> _Exercise details_
Show every line below that contains the string "deck", copying each one in full. Case counts.

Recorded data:
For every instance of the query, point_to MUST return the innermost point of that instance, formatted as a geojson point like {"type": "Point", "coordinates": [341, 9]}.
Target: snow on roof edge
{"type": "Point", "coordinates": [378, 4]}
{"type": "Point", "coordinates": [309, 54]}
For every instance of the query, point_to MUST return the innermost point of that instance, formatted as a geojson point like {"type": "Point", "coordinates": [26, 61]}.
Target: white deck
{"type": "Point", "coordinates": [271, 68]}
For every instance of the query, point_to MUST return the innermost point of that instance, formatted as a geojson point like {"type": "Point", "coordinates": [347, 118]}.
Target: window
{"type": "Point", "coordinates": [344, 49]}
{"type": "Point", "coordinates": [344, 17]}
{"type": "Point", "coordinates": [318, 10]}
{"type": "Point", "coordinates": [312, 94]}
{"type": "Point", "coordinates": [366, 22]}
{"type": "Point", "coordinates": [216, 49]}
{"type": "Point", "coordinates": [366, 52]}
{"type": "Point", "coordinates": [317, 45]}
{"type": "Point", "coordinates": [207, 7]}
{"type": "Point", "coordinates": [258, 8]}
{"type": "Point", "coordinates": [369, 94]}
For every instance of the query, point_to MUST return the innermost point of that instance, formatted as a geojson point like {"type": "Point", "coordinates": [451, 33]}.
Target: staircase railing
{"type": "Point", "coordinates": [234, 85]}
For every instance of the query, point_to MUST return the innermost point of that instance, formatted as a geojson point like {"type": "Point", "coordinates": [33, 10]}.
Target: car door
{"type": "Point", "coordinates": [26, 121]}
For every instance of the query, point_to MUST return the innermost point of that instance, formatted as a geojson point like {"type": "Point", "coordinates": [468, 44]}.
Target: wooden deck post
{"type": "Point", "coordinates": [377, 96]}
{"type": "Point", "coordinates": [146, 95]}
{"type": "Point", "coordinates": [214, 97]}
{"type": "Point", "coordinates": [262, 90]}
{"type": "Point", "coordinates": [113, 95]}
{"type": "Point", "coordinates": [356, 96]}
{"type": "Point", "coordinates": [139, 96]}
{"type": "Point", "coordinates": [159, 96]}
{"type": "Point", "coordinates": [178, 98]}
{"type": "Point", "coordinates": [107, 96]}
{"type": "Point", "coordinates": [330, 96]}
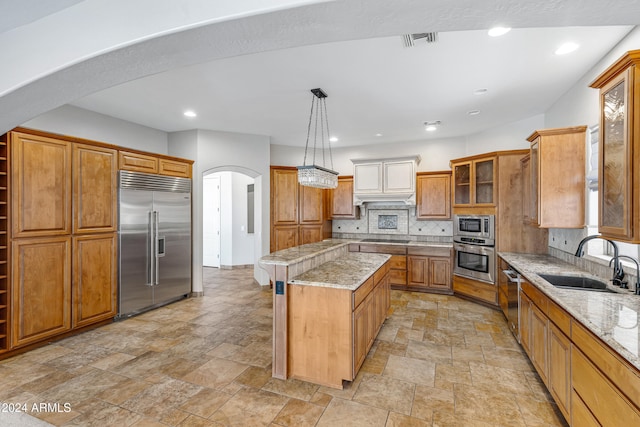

> _Result below_
Target: white deck
Target: wooden deck post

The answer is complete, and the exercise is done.